**To do**
Beginning with the line containing "Locate the contrail" and ending at the last line of the data, set down every line exactly, leaving out all pictures.

**Stored data entries**
------------------------

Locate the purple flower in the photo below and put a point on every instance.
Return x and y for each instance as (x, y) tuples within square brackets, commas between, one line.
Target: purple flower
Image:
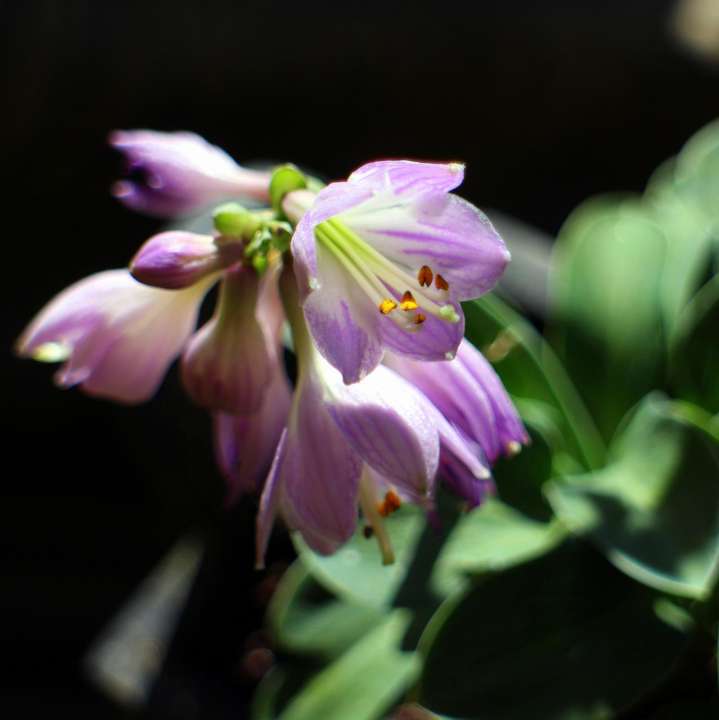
[(370, 443), (116, 336), (246, 444), (230, 361), (337, 439), (383, 260), (179, 173), (178, 259)]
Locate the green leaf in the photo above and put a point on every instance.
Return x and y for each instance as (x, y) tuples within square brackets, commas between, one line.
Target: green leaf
[(530, 371), (364, 682), (606, 294), (355, 572), (655, 508), (564, 636), (695, 360), (305, 618), (697, 169), (689, 241), (490, 538)]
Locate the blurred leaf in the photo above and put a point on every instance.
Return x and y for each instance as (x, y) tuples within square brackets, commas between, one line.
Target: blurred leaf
[(492, 537), (695, 360), (305, 618), (355, 572), (606, 296), (655, 508), (562, 636), (697, 169), (364, 682), (689, 242), (530, 371)]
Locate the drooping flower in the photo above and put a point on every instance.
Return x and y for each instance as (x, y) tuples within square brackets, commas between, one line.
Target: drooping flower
[(179, 173), (246, 444), (116, 336), (383, 260), (471, 396), (178, 259), (349, 444), (229, 362)]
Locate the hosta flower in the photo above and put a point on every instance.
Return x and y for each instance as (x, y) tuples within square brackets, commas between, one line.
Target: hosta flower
[(178, 173), (383, 260), (471, 397), (374, 442), (119, 336), (116, 336)]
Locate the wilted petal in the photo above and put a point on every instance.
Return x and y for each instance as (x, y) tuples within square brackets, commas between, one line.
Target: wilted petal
[(245, 444), (180, 172), (227, 364), (389, 424), (269, 501), (117, 336)]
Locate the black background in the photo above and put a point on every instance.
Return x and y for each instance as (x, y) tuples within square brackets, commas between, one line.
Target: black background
[(547, 102)]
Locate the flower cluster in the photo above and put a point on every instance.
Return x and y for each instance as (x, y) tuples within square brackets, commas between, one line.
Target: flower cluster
[(367, 274)]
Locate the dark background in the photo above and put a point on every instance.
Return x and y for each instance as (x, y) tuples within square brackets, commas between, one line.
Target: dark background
[(547, 102)]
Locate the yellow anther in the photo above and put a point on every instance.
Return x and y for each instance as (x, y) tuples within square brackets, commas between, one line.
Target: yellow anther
[(408, 302), (440, 283), (386, 306), (425, 275)]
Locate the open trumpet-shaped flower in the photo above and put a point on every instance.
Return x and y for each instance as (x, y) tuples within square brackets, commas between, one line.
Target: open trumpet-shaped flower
[(116, 336), (384, 259), (178, 173), (335, 435)]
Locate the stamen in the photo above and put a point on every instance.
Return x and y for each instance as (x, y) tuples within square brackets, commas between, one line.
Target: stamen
[(424, 276), (391, 503), (367, 497), (386, 306), (408, 302), (440, 283)]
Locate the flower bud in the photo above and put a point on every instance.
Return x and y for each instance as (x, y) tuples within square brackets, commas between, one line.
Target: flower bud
[(228, 363), (178, 259)]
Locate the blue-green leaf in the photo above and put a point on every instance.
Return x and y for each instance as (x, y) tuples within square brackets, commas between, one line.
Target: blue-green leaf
[(655, 508), (364, 682), (564, 636)]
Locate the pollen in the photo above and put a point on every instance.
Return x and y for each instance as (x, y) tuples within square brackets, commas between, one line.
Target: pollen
[(425, 275), (386, 306), (408, 302), (440, 283), (390, 504)]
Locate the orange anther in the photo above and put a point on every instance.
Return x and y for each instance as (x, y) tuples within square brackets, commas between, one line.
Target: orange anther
[(391, 503), (408, 302), (386, 306), (425, 275)]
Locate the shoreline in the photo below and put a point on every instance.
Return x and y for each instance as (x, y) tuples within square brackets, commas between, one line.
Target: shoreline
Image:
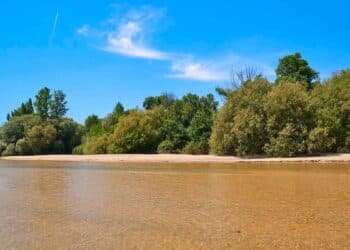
[(177, 158)]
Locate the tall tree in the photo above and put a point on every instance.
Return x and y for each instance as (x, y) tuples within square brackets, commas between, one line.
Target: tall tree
[(42, 102), (58, 106), (294, 67), (26, 108)]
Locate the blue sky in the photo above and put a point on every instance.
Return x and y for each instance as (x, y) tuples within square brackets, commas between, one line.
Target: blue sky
[(100, 52)]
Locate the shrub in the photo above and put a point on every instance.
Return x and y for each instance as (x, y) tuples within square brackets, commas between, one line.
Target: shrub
[(194, 148), (10, 150), (78, 150), (166, 147), (320, 141), (23, 147)]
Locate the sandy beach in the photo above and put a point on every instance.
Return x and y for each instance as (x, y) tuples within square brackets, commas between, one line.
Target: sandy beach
[(174, 158)]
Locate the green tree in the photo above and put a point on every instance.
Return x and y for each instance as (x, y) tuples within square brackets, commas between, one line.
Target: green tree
[(25, 109), (289, 119), (294, 68), (330, 104), (42, 102), (240, 126), (58, 105), (165, 100), (41, 138), (137, 132)]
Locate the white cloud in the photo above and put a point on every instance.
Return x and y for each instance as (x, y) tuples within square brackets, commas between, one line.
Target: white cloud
[(127, 40), (126, 36), (196, 71), (84, 30)]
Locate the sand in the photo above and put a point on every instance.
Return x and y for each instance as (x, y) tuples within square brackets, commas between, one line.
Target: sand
[(174, 158)]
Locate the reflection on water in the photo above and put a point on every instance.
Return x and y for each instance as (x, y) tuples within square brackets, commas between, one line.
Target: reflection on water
[(60, 206)]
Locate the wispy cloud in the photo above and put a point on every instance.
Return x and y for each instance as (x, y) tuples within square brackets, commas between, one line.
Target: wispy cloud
[(129, 36), (194, 70), (128, 41), (84, 30), (53, 28)]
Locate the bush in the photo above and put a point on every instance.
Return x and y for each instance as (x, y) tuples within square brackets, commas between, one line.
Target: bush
[(194, 148), (78, 150), (137, 132), (10, 150), (290, 141), (166, 147), (96, 145), (320, 141), (3, 146), (23, 147)]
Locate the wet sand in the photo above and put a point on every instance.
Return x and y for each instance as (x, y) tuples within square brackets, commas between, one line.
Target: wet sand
[(52, 205), (174, 158)]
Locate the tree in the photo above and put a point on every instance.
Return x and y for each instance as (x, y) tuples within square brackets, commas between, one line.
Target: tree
[(330, 105), (93, 125), (41, 138), (288, 119), (165, 100), (58, 105), (240, 126), (294, 68), (42, 102), (137, 132), (237, 78), (25, 109)]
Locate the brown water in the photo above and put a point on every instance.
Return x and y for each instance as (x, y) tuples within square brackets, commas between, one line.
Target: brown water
[(254, 206)]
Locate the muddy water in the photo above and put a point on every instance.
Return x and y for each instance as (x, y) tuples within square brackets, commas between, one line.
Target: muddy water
[(91, 206)]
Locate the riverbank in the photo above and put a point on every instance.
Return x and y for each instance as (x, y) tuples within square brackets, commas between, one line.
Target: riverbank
[(174, 158)]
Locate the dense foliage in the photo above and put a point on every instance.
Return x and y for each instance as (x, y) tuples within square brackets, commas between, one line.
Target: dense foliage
[(44, 130), (296, 114)]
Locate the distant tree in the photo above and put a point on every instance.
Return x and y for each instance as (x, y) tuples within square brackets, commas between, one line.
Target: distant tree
[(330, 105), (42, 102), (288, 119), (294, 67), (238, 77), (25, 109), (112, 119), (137, 132), (240, 126), (92, 123), (58, 105), (165, 100), (41, 138)]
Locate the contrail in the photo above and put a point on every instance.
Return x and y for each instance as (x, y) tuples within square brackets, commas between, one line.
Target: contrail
[(53, 28)]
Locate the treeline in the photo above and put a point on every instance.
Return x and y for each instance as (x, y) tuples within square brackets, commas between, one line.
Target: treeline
[(296, 114), (40, 128)]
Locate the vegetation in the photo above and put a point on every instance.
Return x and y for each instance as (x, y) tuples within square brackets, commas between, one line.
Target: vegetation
[(296, 114), (44, 130)]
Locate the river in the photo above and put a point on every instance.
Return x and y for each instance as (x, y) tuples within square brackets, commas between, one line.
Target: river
[(174, 206)]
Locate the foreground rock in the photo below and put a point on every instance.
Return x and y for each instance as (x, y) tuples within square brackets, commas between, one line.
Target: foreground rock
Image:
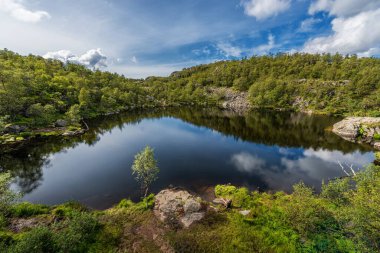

------------------------

**Your solution**
Locate the contrail in the photo above and put a point on every instance.
Return x and y for each instance as (x, y) tuples within square brackets, commas between, one line.
Target: contrail
[(53, 28)]
Locate the treeline in the photo above and put a point on every instance.
Return x and y for each instance as (x, y) tuples within square brackets, commas between, one line.
Target: treeline
[(296, 114), (40, 128)]
Locate the vegetation in the photo above and put a point on every instance.
Return x and y for each instance as (x, y) tuples within square brackets, commas between, one line.
Target: vegetation
[(296, 114), (44, 130)]
Locate the river in the photo above and put a point on every instance.
Return x and y for each instance as (x, y) tuples within square brackets, commas between, one line.
Target: river
[(174, 206)]
Locate the foreground rock in the photo below and put a point on every instance.
Return x and y for each instance as (x, y) tuples within square brackets, commas between, one line.
Target: foreground rock
Image:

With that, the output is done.